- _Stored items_
########################################
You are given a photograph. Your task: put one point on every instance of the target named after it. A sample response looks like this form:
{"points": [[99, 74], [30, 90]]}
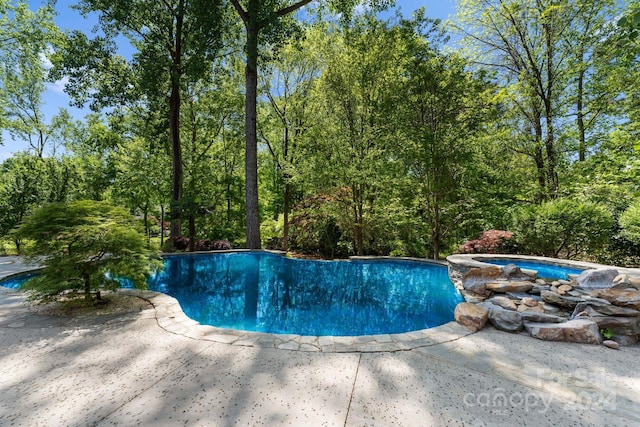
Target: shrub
{"points": [[489, 242], [85, 245], [563, 227], [221, 245], [630, 223], [179, 243]]}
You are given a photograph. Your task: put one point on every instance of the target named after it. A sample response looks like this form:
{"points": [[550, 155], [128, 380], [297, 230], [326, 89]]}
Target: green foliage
{"points": [[562, 228], [85, 245], [630, 223]]}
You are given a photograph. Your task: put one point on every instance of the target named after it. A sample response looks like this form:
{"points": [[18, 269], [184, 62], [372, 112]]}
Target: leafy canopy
{"points": [[85, 244]]}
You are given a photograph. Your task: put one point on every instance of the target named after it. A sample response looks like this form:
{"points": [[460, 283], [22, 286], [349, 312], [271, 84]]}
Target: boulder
{"points": [[537, 289], [621, 297], [504, 302], [475, 280], [563, 289], [560, 300], [513, 272], [576, 331], [504, 287], [471, 316], [506, 320], [522, 308], [605, 310], [597, 279], [619, 325], [530, 316]]}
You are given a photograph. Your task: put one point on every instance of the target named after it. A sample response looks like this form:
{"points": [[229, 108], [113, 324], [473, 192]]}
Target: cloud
{"points": [[58, 85]]}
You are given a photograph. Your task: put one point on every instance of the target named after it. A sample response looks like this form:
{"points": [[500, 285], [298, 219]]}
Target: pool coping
{"points": [[475, 261], [171, 318]]}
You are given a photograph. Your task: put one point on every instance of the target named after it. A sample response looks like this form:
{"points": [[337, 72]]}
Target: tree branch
{"points": [[287, 10]]}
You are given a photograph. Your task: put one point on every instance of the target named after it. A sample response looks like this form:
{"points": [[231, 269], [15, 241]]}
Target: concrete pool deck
{"points": [[141, 369]]}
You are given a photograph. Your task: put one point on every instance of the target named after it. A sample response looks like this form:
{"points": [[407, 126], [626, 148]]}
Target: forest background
{"points": [[327, 128]]}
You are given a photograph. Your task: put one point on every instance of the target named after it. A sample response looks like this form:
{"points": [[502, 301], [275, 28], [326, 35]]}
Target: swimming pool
{"points": [[546, 271], [265, 292]]}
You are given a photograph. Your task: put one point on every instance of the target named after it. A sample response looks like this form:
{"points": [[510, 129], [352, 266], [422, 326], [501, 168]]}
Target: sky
{"points": [[69, 19]]}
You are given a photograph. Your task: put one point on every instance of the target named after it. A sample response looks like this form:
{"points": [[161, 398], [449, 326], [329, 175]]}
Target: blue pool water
{"points": [[547, 271], [264, 292]]}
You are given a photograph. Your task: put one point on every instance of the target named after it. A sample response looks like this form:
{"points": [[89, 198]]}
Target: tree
{"points": [[270, 20], [522, 42], [441, 115], [27, 39], [288, 82], [86, 245], [176, 42]]}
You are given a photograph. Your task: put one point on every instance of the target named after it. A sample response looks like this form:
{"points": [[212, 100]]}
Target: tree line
{"points": [[316, 127]]}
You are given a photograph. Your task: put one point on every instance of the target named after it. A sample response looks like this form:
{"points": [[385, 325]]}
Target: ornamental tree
{"points": [[85, 245]]}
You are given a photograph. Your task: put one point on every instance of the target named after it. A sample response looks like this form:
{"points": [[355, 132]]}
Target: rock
{"points": [[471, 316], [625, 340], [577, 331], [504, 302], [551, 309], [537, 289], [506, 320], [504, 287], [597, 279], [472, 297], [624, 281], [619, 325], [475, 279], [621, 278], [607, 310], [513, 272], [562, 301], [563, 289], [521, 295], [621, 297], [528, 309], [541, 317]]}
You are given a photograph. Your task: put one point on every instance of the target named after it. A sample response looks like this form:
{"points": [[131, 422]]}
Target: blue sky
{"points": [[68, 19]]}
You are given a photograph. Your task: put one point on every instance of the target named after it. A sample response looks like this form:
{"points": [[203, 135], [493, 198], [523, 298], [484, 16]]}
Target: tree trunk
{"points": [[192, 232], [87, 285], [287, 197], [161, 226], [176, 151], [582, 148], [251, 148]]}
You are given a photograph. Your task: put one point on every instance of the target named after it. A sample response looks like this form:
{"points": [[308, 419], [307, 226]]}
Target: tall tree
{"points": [[27, 38], [270, 20], [175, 40], [522, 42]]}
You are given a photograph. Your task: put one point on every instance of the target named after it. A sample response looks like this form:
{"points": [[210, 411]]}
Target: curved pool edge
{"points": [[463, 262], [171, 318]]}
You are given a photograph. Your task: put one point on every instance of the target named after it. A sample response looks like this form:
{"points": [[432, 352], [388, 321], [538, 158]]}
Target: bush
{"points": [[489, 242], [85, 245], [208, 245], [563, 228], [630, 223]]}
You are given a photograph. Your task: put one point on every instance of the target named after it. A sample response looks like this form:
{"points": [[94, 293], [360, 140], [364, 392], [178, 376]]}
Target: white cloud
{"points": [[58, 85]]}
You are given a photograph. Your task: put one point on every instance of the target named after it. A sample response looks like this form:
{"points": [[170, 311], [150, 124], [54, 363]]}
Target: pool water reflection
{"points": [[264, 292]]}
########################################
- _What is required_
Each line above is to be copied verbatim. Drop any image from the copy.

- _Task result_
You are given a photograph. Your task: put one point on every instance of the target named after it. A sample response looks like this form:
{"points": [[99, 74], [30, 90]]}
Target: shrub
{"points": [[489, 242], [85, 245], [563, 227], [221, 245], [630, 223], [179, 243]]}
You are given a photograph. Your task: put one point on every instance of the target named after it. A sample response looks like this form:
{"points": [[550, 155], [128, 380], [297, 230], [326, 89]]}
Target: green foliage
{"points": [[562, 228], [85, 245], [630, 223]]}
You are given a photograph. Your task: put one point on every instance of the target named after it. A sample response looks like this form:
{"points": [[18, 269], [184, 62], [372, 112]]}
Target: leafy canopy
{"points": [[85, 244]]}
You are given a photograph. Your task: put one point on every instance of the target named after it. A sample response looks like this form:
{"points": [[460, 283], [22, 286], [349, 312], [271, 84]]}
Target: boulder
{"points": [[537, 289], [621, 297], [504, 302], [475, 280], [563, 289], [560, 300], [513, 272], [576, 331], [504, 287], [471, 316], [506, 320], [522, 308], [605, 310], [597, 279], [619, 325], [530, 316]]}
You are given a photograph. Your task: put one point on every instance of the target named after it. A sample response looks like this form:
{"points": [[229, 108], [113, 324], [473, 192]]}
Target: cloud
{"points": [[58, 85]]}
You are given a photograph. Your task: put one point on every instance of the target named after it. A sample response looks like this form:
{"points": [[500, 285], [298, 219]]}
Target: pool coping
{"points": [[475, 261], [171, 318]]}
You are given a photograph. Your task: put one point on every instance of the target named after it. A sample response looks like this form:
{"points": [[337, 72]]}
Target: tree branch
{"points": [[287, 10]]}
You are given a photograph. Your task: put one point on every instance of the target named after it. A sample response looks like this form:
{"points": [[231, 269], [15, 241]]}
Target: concrete pool deck
{"points": [[141, 369]]}
You are given a photograph. Your task: put one point on every instance of the target named after it. A sample response looks like this form:
{"points": [[407, 126], [626, 148]]}
Target: forest background
{"points": [[327, 128]]}
You are given a photograph. Your task: put one point on every instance of the target named after it. A sample response looks like this form:
{"points": [[502, 301], [275, 28], [326, 35]]}
Target: swimming pool
{"points": [[546, 271], [265, 292]]}
You are given a photograph. Your task: put one point on every instance of the target named after it. A sample response looks like this form:
{"points": [[510, 129], [352, 266], [422, 326], [501, 168]]}
Target: sky
{"points": [[69, 19]]}
You are given a photograph. Your task: put one point on every instance of the target named after it. A sample response looks like this form:
{"points": [[161, 398], [449, 326], [329, 175]]}
Target: blue pool water
{"points": [[547, 271], [264, 292]]}
You are given a photograph. Your task: put one point on every instance of the target named after it. A sample response looks like this form:
{"points": [[89, 198]]}
Target: tree
{"points": [[270, 20], [522, 42], [441, 115], [27, 39], [288, 82], [86, 245], [176, 42]]}
You are given a photograph. Your task: put one point on every instance of the target named after it. A sample response looks like this form:
{"points": [[212, 100]]}
Target: tree line
{"points": [[316, 127]]}
You are given a photograph. Your task: put one point on every instance of the target named after it. A sample response looks like this form:
{"points": [[385, 325]]}
Target: ornamental tree
{"points": [[85, 245]]}
You are given a photograph. Your task: put one point on every instance of the target named after it. A sample response looks like this form:
{"points": [[355, 132]]}
Target: rock
{"points": [[471, 316], [625, 340], [577, 331], [504, 302], [551, 309], [537, 289], [506, 320], [504, 287], [597, 279], [472, 297], [624, 281], [619, 325], [475, 279], [621, 278], [607, 310], [513, 272], [562, 301], [563, 289], [521, 295], [621, 297], [528, 309], [541, 317]]}
You are given a photograph. Your task: put one point on every instance of the target named after it. A sample response looks like this form:
{"points": [[131, 422]]}
Target: blue sky
{"points": [[68, 19]]}
You are given a photograph. Your task: put one point on every instance of the target named after it. A sample response looks like this form:
{"points": [[203, 135], [493, 198], [523, 298], [484, 16]]}
Target: tree trunk
{"points": [[192, 232], [87, 285], [287, 197], [161, 226], [176, 151], [582, 148], [251, 148]]}
You are given a photograph. Your task: put one point on every instance of the target named after it. A sample response looks like this form:
{"points": [[308, 419], [307, 226]]}
Target: tall tree
{"points": [[27, 38], [270, 20], [175, 40], [522, 42]]}
You are given a photograph. Your task: put one point on every instance of the target named after it. A sample response looks like this form:
{"points": [[210, 411]]}
Target: curved pool edge
{"points": [[463, 262], [171, 318]]}
You are given a photograph. Your task: put one point on every instance of the target named after it. A sample response looks like this form:
{"points": [[432, 352], [388, 321], [538, 158]]}
Target: bush
{"points": [[489, 242], [85, 245], [208, 245], [563, 228], [630, 223]]}
You are given a photograph. Your task: put one point on every instance of the target named after it. A sample response looks like this form:
{"points": [[94, 293], [360, 140], [364, 392], [178, 376]]}
Target: white cloud
{"points": [[58, 85]]}
You are given a photograph. Your task: put one point on every instance of the target named after it. A sample response looks like this form:
{"points": [[170, 311], [150, 124], [54, 363]]}
Target: pool water reflection
{"points": [[264, 292]]}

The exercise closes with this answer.